>> start ARTICLE

- Incumbent Anthony Sylvestre S.C since 1 July 2023
- Attorney General's Ministry
- Member of: House of Representatives Cabinet
- Reports to: Governor-General of Belize Prime Minister of Belize
- Nominator: Prime Minister of Belize
- Appointer: Governor-General of Belize
- Term length: 5 years
- Constituting instrument: Belize Constitution
- Inaugural holder: Vernon Harrison Courtenay
- Website: www.agm.gov.bz

= Attorney-General of Belize =

The Attorney-General of Belize is a cabinet-level official who acts as the principal legal adviser to the government of Belize.

==Overview==
The position of AG is outlined in Section 42 of the Constitution of Belize, which requires that the AG have been qualified for at least five years to practice as an advocate in a court of unlimited jurisdiction in the Commonwealth of Nations or Ireland. Civil proceedings for and against the State are taken in the name of the Attorney General.

Prior to 2010, the constitution also required that the AG be a member of the House of Representatives or the Senate of Belize. As part of the Belize Constitution (Seventh Amendment) Bill, the government proposed to remove this restriction; the same bill also proposed to replace the right of appeal to the Judicial Committee of the Privy Council with the Caribbean Court of Justice, and to allow dual citizens to become members of Parliament. The thinking behind this amendment was that an unelected AG could avoid becoming embroiled in partisan politics.

Then-AG Wilfred Elrington, who concurrently held the post of Minister of Foreign Affairs and Minister of Foreign Trade, justified the proposed changes by pointing out that he was already overworked due to his three positions, and that changing the requirement would allow the PM to tap the best talent from the private sector to become AG. However, in the House, Mark Espat (PUP) criticised the bill as creating a special privilege for lawyers to get around the ordinary electoral process on their way to the Cabinet, while Said Musa stated that the change should be unnecessary given that the PM already had the power to appoint a 13th member to the Senate; despite these concerns, the bill passed the House (though with the dual-citizenship MP provisions stripped out. In the Senate, Henry Gordon and Godwin Hulse expressed concern over this change, but the bill passed the Senate as well by a vote of eight-to-two with two abstentions.

>> end ARTICLE

§ **WRITTEN EXERCISE A**:
From the listing that follows, extract every line containing the string "light". Case counts.

>> start EXERCISE DATA

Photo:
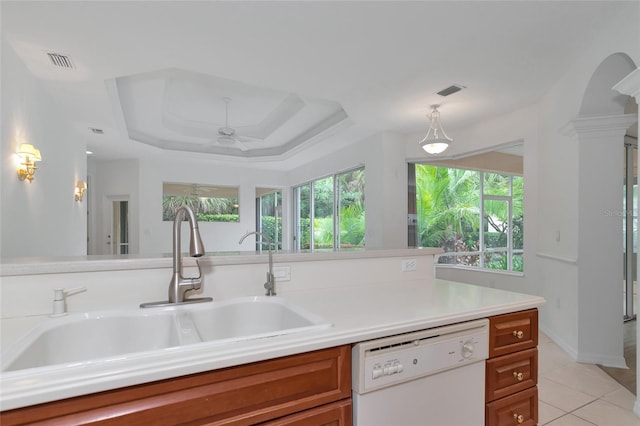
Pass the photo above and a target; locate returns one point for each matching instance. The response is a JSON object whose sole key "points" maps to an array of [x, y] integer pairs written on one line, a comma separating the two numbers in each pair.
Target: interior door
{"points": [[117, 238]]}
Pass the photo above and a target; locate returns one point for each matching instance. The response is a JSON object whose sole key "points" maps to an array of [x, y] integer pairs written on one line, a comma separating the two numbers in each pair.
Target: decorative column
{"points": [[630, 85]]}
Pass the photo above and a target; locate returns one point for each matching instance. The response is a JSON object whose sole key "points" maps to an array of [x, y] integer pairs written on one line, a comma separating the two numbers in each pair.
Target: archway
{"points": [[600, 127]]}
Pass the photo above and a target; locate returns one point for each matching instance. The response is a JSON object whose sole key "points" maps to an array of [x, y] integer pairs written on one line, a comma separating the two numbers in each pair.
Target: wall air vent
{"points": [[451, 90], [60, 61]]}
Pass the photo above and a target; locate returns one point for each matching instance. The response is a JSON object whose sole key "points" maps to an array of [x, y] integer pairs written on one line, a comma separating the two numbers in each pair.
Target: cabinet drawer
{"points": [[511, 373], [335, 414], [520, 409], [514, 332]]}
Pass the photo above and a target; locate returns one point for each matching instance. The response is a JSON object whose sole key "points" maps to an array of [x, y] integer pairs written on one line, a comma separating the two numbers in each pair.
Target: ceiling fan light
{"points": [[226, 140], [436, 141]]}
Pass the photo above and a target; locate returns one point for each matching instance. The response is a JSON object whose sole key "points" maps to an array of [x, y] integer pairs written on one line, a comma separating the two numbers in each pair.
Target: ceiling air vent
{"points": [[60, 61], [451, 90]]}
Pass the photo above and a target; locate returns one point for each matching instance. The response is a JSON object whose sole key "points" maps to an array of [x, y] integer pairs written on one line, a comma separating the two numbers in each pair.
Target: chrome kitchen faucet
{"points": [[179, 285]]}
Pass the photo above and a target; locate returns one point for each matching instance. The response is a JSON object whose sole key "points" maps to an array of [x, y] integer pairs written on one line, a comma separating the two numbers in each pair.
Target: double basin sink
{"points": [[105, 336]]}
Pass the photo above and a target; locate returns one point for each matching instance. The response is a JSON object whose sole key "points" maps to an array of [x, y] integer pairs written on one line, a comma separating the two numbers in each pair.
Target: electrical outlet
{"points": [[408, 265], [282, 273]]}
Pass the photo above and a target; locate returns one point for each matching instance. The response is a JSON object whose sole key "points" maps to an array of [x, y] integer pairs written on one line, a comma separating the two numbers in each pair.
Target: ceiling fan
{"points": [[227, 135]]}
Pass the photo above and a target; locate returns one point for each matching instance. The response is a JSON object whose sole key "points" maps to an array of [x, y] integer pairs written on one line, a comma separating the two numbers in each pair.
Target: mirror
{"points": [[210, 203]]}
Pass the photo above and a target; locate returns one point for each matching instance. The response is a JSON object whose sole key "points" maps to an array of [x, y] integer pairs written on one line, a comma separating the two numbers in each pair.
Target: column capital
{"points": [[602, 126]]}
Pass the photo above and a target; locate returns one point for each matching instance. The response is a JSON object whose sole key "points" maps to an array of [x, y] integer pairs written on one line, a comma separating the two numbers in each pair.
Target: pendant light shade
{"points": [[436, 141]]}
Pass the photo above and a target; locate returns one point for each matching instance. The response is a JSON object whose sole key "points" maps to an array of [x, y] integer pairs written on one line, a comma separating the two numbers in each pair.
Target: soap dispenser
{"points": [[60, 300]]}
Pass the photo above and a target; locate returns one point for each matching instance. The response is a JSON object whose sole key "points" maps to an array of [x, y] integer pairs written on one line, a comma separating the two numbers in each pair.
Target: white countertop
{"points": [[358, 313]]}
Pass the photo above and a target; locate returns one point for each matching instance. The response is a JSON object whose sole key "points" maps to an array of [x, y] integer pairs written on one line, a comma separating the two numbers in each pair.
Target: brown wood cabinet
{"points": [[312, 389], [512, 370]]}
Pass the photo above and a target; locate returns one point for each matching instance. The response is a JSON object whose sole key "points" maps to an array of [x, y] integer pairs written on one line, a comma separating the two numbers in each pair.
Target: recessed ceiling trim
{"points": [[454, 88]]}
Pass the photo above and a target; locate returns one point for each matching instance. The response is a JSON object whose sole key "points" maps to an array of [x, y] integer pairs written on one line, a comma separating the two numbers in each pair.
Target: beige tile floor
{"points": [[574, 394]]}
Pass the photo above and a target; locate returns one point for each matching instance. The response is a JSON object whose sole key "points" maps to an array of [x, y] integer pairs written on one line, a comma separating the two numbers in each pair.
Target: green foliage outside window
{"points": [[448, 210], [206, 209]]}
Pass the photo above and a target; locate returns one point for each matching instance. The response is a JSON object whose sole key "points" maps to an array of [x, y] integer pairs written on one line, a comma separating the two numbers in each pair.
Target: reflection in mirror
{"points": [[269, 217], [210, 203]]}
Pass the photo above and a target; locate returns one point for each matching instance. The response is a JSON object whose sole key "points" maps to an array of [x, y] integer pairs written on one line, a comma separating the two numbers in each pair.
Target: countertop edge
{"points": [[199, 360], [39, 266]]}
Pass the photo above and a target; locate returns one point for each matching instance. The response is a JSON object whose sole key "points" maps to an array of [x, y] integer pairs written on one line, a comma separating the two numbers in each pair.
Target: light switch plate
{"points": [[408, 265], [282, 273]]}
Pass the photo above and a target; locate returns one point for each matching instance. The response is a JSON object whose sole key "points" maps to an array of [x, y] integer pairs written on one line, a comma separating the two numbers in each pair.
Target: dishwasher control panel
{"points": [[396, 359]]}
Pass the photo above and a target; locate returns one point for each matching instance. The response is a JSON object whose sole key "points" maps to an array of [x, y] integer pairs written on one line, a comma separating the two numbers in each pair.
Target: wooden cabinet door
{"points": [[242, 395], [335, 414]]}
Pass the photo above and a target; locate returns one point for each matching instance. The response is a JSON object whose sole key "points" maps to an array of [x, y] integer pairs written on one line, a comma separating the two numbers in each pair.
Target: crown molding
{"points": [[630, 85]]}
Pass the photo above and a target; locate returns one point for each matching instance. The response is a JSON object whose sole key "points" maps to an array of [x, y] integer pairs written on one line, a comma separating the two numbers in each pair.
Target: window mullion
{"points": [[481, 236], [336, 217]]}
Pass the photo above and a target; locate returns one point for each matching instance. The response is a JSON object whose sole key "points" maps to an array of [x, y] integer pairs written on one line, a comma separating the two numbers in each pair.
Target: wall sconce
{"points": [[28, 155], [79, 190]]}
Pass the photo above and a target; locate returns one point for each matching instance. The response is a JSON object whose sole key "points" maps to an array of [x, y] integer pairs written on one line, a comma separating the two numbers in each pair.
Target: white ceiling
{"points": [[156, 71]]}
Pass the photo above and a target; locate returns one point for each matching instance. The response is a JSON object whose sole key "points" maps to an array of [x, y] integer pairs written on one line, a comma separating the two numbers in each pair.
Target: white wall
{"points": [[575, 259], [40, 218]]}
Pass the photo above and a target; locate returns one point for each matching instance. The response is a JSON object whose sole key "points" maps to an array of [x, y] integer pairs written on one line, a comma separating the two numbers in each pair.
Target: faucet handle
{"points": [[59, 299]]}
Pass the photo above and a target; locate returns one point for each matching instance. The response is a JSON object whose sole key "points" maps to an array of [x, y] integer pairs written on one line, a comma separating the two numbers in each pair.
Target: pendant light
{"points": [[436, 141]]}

>> end EXERCISE DATA

§ **WRITTEN EXERCISE B**:
Continue the article on the Attorney-General of Belize, starting right after its final sentence.

§ **TASK ANSWER A**:
Target: ceiling fan light
Target: pendant light shade
Target: light switch plate
Target: pendant light

§ **TASK ANSWER B**:
==List of attorneys-general==

===British Honduras (1862–1973)===
- Alexander Campbell Onslow (1878–1880)
- Henry Rawlins Pipon Schooles (1880–1883)
- William Meigh Goodman (1883–1886)
- Charles Reginald Hoffmeister (1886–1893)
- Leslie Probyn (1893–1896)
- Frederic Mackenzie Maxwell, KC (1896–1907)
  - Henry Eugene Walter Grant (acting) 1902–1903
  - Colin Rees Davies (acting) (1905–?)
- Colin Rees Davies (1907–1913)
- Lancelot Henry Elphinstone (1913–1919)
- George O'Donnell Walton (1919–1921)
- Cyril Gerard Brooke Francis (1921–1924)
- Hon. Willoughby Bullock (acting?) c. 1925-?1928
- Frédéric Pierre Genève, KC (1927–?)
  - Sidney Alexander Roger McKinstry (acting) (December 1930–February 1931)
  - Sidney Alexander Roger McKinstry (acting) (February 1931–?)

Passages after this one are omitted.